◆ Exercise materials
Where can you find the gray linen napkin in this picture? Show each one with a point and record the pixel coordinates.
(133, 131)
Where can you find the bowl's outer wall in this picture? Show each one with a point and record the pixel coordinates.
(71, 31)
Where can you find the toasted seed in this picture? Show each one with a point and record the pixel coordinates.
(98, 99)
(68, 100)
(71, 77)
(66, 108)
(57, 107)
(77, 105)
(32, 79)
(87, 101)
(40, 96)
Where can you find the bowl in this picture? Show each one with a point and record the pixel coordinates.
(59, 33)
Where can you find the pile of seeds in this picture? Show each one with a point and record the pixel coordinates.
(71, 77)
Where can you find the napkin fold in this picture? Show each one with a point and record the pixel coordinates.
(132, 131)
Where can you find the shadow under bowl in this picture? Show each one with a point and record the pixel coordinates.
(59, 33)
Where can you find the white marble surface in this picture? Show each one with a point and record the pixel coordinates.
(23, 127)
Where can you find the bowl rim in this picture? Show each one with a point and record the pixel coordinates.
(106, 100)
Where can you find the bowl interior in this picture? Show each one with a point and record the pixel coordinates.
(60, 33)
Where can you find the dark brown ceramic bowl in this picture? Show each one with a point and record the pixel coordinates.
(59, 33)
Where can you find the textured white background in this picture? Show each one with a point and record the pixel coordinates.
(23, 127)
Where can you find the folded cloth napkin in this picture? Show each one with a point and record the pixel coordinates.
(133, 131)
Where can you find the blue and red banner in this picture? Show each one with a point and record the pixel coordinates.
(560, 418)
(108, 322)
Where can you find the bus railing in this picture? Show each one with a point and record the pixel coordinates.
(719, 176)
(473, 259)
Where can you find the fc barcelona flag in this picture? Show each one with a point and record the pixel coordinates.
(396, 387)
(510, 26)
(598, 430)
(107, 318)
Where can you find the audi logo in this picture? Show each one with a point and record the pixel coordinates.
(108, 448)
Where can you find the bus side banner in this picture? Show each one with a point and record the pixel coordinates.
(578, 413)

◆ Work to do
Can you copy out every line above word for word, with nothing changed, added, or left out?

◆ Answer in full
Where can you find the gray linen napkin in this picture? Show each one with a point and record the pixel coordinates.
(133, 131)
Where can you find the bowl's outer wall in this picture? Show each one with a point and record the pixel coordinates.
(71, 31)
Where can you find the toasted seed in this picture? Show each one with a point and record the pixel coordinates.
(98, 99)
(68, 100)
(71, 77)
(66, 108)
(57, 107)
(77, 105)
(32, 79)
(87, 101)
(40, 96)
Where can you find the bowl in this picture? Show each one with a point and record the pixel coordinates.
(59, 33)
Where can you find the pile of seeds in this picture? Show each one with a point and record the pixel coordinates.
(71, 77)
Where can you find the napkin fold in this picture? Show each one with a point and record the pixel coordinates.
(132, 131)
Where can you find the shadow under bowl in this picture? Show each one with a point and record the pixel coordinates.
(59, 33)
Where can you find the white marble surface in this picture? Show each one with a point and record the pixel coordinates.
(23, 127)
Where can you find the bowl rim in this picture? Show each one with a point and record the pixel coordinates.
(106, 100)
Where can you find the bowl interior in this picture? Show each one with a point and record the pixel coordinates.
(60, 33)
Where can you find the dark brown ceramic bowl in this picture? Show each one with a point and record the pixel coordinates.
(59, 33)
Where can you find the textured white background in this picture? Show each one with a point and record the pixel coordinates.
(23, 127)
Where can you find the folded cloth napkin in this picture? Show each one with a point and record the pixel coordinates.
(133, 131)
Where can you find the blue and red banner in this picture? Show each one with a point and record the pixel coordinates.
(560, 418)
(108, 322)
Where can you find the bus railing in this picture? Show each one with a point and record the pixel coordinates.
(719, 176)
(473, 259)
Where can you find the fc barcelona flag in this picture? Show each one with a point and record the pixel coordinates.
(396, 387)
(510, 26)
(598, 430)
(107, 318)
Where can you find the audi logo in this picture? Show each one with a point and record the pixel coordinates.
(108, 448)
Where can you find the bus side banner in this picture? Show each one with a point and record the pixel coordinates.
(578, 413)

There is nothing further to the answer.